◆ **Stored rows**

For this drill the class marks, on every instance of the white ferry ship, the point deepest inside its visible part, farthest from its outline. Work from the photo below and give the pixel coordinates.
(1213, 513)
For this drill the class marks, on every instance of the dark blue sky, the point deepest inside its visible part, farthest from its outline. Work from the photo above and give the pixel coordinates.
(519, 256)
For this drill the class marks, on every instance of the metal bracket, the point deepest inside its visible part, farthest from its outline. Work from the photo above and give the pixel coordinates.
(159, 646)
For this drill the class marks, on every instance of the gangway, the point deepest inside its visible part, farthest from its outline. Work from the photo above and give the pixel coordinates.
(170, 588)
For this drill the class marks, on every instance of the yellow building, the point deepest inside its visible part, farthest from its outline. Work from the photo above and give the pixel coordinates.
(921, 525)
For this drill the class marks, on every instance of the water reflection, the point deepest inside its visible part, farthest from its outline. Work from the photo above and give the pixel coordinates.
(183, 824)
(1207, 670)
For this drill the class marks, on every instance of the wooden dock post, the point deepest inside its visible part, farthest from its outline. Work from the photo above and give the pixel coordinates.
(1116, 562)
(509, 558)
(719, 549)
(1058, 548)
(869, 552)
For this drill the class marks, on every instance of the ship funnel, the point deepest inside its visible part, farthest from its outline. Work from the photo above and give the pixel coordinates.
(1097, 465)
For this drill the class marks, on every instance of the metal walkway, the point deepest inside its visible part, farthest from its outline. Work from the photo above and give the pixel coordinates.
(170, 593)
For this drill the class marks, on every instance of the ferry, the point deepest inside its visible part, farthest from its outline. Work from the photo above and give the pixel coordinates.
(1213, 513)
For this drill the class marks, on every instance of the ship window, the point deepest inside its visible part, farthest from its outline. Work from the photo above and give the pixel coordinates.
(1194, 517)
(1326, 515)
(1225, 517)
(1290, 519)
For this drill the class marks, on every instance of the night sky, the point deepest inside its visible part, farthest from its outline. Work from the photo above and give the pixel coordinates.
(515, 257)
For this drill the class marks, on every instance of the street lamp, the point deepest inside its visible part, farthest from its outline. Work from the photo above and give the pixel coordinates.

◆ **What you are asked to do**
Reproduce the records from their start through the line containing "(1207, 670)", requests included, shifting every pixel coordinate in the answers by subtracting 19 from both of its values.

◆ **Complete output**
For this drill the class marks, on every instance of the white ferry ship, the point deepest inside its visible part, farthest from its outline. Work from the photo below and give the pixel coordinates.
(1194, 494)
For this drill the class marks, on every instance of the dark blue sky, the point deepest inside its visible part, farthest from its outline. Work from the photo above and give the pixel coordinates.
(500, 237)
For this drill the class marks, on every instance of the metal bracket, the point deepest inside its visible part, farthest from its outline. Work from the photo above and give the pixel coordinates.
(140, 627)
For this drill the class marks, on every instance of the gangway, the point deepest inside its visible part, farthest from its outline. Work from the photo above and give the pixel coordinates.
(151, 569)
For this drill the class marks, on every instance of the yellow building, the point deepest inside its visible part, farthest from its outline. Work from the photo above and give the pixel coordinates.
(902, 506)
For this drill the class marks, on every instance of the water reflection, the point deepest inside its visible part, farthest from its outline. Work from the photo above and give the pixel coordinates.
(164, 805)
(1188, 651)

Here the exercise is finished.